Excerpted passage

>>>>>

Well may we think here of another law and another love. God, a holy and righteous God and a God of love, found a way to save man. God's holy law condemns man, who is a sinner and the curse of the law rests upon him. God's love is set upon the world, and He "so loved the world that He gave His only Begotten Son, that whosoever believeth on Him should not perish, but have everlasting life." The curse of the law came upon Him who knew no sin and who was made sin for us, and therein is love manifested. Daniel is cast into the lions' den as our blessed Lord was given to the lion (Psalm 22:21), and a stone is laid upon the mouth of the den and it is sealed with the king's signet. He is so to speak in a grave, as good as dead in the eyes of the world, for who has ever heard of hungry lions not devouring a man. And all this brings before us that other place, the tomb in the garden, where He was laid and the stone before it, which bore the seal of the Roman world power. But as Daniel could not be hurt by the lions, so He who went into the jaws of death could not be holden by death. The tomb is empty and He is victor over death and the grave. All this is blessedly foreshadowed in this experience of God's prophet.
The Lord in whom Daniel trusted and whom he served delivered him from the lions. His accusers and their families were given to the ferocious beasts, which devoured them at once.
Verses 25-28. King Darius also acknowledged the God of Daniel.
The final characteristic of the times of the Gentiles is man worship. The heads of these empires including the Roman Caesars claimed divine honors. Papal Rome also puts up man as the viceregent of the Lord. And all about us we find the deification of man. Finally there comes the head of all this apostasy, the son of perdition, the man of sin, who demands worship for himself (2 Thessalonians 2).
II. THE GREAT PROPHECIES OF DANIEL
CHAPTER 7 The night visions of Daniel
1. The night vision of the three beasts (7:1-6) 2. The night vision of the fourth beast (7:7-8) 3. The judgment vision (7:9-12) 4. The son of man and His kingdom (7:13-14) 5. The interpretation of the visions given (7:15-28)
Verses 1-6. The sea in the vision is the type of nations (Rev. 17:15). The three first beasts he saw represented the same great monarchies which were shown to Nebuchadnezzar in his dream by the gold, silver and brass. The lion Daniel saw first rising out of the sea stands for the Babylonian empire symbolized by the lion (Jer. 4:7). The plucking of the wings and the man's heart must refer to Nebuchadnezzar's insanity and restoration (chapter 4). The bear is the emblem of the Medo-Persian monarchy (corresponding to the chest of silver in the image). One side of the bear was raised up, higher than the other, because the Persian element was the strongest. The three ribs denote the conquest of three provinces by this power. The leopard with four heads and wings is the picture of the great Alexandrine empire, the Graeco-Macedonian (corresponding to the belly and thighs of brass in the image).

<<<<<

Entries shown
>>>>>

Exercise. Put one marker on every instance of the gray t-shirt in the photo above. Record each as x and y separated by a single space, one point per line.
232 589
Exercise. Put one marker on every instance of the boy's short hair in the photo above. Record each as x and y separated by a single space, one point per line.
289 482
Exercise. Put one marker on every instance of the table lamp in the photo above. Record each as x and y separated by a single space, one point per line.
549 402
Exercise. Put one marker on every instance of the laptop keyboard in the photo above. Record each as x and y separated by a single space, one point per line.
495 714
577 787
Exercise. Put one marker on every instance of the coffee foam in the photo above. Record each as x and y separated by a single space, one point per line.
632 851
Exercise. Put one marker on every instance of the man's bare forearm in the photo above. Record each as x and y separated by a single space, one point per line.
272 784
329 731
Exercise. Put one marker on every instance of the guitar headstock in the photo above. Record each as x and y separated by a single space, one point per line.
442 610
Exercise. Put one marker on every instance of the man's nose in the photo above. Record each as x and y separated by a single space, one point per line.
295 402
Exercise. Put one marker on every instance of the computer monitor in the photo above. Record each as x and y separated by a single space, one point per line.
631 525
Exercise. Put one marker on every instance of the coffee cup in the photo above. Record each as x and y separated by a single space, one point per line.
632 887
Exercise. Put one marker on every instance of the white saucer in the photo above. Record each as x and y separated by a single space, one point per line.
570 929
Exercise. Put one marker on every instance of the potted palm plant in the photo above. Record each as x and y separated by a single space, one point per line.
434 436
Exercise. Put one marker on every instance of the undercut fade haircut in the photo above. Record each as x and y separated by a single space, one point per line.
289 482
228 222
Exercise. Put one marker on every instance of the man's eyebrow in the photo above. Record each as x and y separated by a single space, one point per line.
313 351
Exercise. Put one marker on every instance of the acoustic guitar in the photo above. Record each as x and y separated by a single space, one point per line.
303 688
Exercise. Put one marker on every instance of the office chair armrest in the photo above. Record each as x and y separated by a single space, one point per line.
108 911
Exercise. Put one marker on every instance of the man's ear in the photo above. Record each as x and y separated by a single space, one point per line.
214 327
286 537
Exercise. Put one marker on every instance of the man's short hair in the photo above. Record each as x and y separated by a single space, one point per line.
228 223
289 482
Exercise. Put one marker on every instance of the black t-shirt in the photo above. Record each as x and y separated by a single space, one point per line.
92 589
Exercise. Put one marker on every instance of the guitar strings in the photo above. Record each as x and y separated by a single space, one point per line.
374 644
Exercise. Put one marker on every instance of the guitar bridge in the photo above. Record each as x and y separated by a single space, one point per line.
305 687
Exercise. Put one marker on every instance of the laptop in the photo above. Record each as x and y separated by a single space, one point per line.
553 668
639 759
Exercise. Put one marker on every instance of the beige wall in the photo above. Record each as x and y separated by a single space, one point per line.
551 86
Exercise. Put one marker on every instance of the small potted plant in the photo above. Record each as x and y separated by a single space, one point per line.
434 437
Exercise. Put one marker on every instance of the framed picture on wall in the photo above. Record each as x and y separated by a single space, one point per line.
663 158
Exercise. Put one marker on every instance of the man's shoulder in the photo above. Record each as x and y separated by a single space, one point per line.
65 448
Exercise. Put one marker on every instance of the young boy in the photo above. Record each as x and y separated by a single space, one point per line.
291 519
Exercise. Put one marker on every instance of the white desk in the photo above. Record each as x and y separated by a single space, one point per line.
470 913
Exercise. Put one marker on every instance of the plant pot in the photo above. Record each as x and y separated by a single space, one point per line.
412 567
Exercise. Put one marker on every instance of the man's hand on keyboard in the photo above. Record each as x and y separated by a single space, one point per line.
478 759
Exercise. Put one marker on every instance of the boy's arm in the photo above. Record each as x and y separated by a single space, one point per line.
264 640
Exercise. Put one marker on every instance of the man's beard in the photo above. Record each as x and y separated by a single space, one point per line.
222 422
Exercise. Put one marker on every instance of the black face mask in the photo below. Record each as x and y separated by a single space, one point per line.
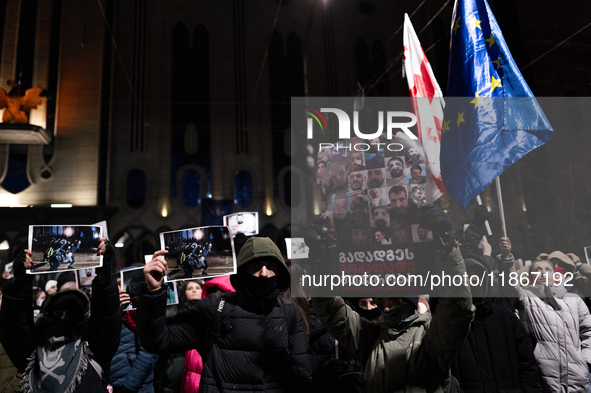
259 287
370 315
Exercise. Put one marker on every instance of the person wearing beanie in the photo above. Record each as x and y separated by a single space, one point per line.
68 349
249 340
497 354
50 287
404 350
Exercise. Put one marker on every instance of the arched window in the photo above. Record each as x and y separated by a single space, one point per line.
242 189
191 188
136 188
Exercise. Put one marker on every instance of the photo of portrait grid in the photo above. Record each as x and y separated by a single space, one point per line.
64 247
198 252
371 194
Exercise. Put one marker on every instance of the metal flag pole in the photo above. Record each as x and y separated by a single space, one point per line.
501 211
486 224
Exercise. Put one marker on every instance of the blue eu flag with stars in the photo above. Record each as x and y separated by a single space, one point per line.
494 119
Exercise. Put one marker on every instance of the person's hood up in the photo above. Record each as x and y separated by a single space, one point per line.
262 248
562 257
473 261
49 284
222 283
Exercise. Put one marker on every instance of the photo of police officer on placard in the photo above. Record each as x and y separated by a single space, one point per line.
64 247
198 252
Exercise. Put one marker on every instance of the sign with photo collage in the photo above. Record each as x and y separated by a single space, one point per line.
372 192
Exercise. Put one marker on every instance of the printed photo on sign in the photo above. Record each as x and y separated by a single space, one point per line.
296 248
132 281
371 212
198 252
395 171
64 247
9 271
357 181
243 222
85 276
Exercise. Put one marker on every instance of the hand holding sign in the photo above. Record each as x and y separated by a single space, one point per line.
155 270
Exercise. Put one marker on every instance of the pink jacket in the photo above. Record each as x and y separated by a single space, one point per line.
193 362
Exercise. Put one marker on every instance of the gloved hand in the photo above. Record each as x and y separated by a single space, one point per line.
436 220
480 216
107 250
22 280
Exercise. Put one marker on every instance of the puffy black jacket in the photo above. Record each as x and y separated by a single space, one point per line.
256 351
497 355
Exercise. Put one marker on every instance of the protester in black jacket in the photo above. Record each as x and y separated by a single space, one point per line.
262 342
497 355
70 348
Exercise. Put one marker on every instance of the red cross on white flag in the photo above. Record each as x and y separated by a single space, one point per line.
422 83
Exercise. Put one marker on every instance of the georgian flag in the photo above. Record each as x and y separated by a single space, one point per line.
429 110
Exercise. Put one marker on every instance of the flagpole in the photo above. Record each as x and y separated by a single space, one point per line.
501 211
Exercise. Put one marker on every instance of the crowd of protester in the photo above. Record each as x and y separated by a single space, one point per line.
252 332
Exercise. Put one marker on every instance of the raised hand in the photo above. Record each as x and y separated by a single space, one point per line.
155 270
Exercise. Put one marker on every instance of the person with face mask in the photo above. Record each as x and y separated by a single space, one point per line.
497 354
404 350
249 340
69 348
559 321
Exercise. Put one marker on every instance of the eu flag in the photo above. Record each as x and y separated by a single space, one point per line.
499 120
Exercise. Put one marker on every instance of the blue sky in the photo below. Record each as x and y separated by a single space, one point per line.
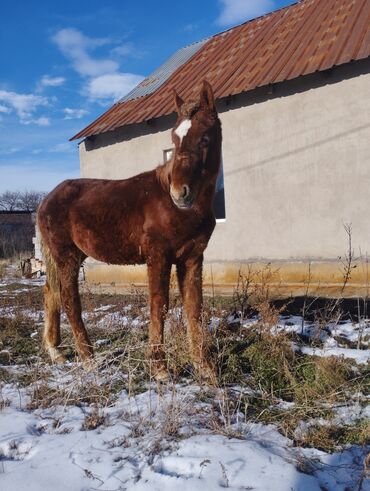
62 64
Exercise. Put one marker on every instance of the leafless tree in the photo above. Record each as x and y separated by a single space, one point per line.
9 200
20 200
30 200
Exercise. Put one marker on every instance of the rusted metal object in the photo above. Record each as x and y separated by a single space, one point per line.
303 38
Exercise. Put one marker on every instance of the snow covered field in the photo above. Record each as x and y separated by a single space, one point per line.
110 428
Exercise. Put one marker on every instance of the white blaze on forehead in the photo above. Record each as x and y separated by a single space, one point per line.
183 128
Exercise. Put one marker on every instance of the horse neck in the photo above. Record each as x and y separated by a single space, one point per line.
208 186
163 172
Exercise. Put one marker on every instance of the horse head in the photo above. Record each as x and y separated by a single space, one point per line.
197 140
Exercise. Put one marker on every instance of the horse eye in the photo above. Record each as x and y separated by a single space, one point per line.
204 140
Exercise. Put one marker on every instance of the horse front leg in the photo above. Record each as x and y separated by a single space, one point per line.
159 271
189 274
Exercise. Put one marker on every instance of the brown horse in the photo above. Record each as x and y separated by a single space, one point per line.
161 217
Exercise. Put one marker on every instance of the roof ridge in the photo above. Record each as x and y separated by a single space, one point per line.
250 57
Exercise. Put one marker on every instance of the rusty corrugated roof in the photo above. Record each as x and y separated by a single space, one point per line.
309 36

<<<<<

Objectives
1. Name each beast that the commentary on Daniel explains under "Verses 1-6," together with the empire that the commentary says it stands for.
2. Carry the commentary on Daniel forward from its final sentence.

Set of answers
1.
- Lion: the Babylonian empire
- Bear: the Medo-Persian monarchy
- Leopard with four heads and wings: the great Alexandrine empire, the Graeco-Macedonian

2.
The four wings denote its swiftness, the four heads the partition of this empire into the kingdoms of Syria, Egypt, Macedonia and Asia Minor. It is seen in the next chapter as the rough he-goat with a notable horn (Alexander the Great) and the little horn (Antiochus Epiphanes). The fourth beast was not seen in the first vision. Before we turn to the second night vision of the prophet we call attention to the fact that in the selection of beasts to represent these world powers who domineer the times of the Gentiles, God tells us that their moral character is beastly. The lion devours, the bear crushes, the leopard springs upon its prey.
Verses 7-8. This represents Rome, corresponding to the two legs of iron and the ten horns with the little horn between has the same meaning as the ten toes on the feet of the image. The little horn we find more fully mentioned in another portion of this chapter. Thus the prophet beheld the same monarchies revealed in the second chapter under the emblem of ferocious beasts. Such the nations are and in their standards and national emblems they have borne witness to their beastly characters. Notice also here the same process of deterioration as in the image. The monarchies degenerate from lion to bear, from bear to leopard and then into a great nondescript.
Verses 9-12. This vision brings us to the close of the times of the Gentiles. When the fourth beast with the ten horns and the little horn, the last thing spoken of this world empire, is in full swing, then the end comes. It is a great judgment scene which is here before us. How different the end of this age as revealed in the Word and as it is believed in Christendom. The great mass knows nothing whatever about this age coming to an end. It will go on indefinitely, so they believe, and its future is world progress, better times and the triumph of the Christian civilization. But others concede that a judgment must come and they think of the judgment here as the universal judgment, the great white throne judgment. This judgment is not the last judgment at all. It is a judgment which precedes the final judgment by 1,000 years. This judgment here must be read in connection with passages like Matthew 25:31-46 and Rev. 19:19-21. In reading the last passage no one can doubt that we have the same judgment here revealed to Daniel. But who is the one who occupies the central place in this vision of judgment? There can be but one answer. It is our ever blessed Lord and Saviour Jesus Christ. John 5:22 gives the conclusive answer: "For the Father judgeth no man, but hath committed all judgment unto the Son." The Ancient of Days is the Lord Jesus Christ. It is still more demonstrated if we turn to John's great Patmos vision.
Verses 13-14. These words are so plain that every Christian knows what they mean. They describe the second coming of Christ and the kingdom He then receives from the Father's hands. If this passage were more considered, Christians would stop speaking about the kingdom now. No kingdom till Christ comes again. Both the judgment vision and the vision of His coming to receive the kingdom correspond to the stone which smites the image and as a mountain fills the whole earth.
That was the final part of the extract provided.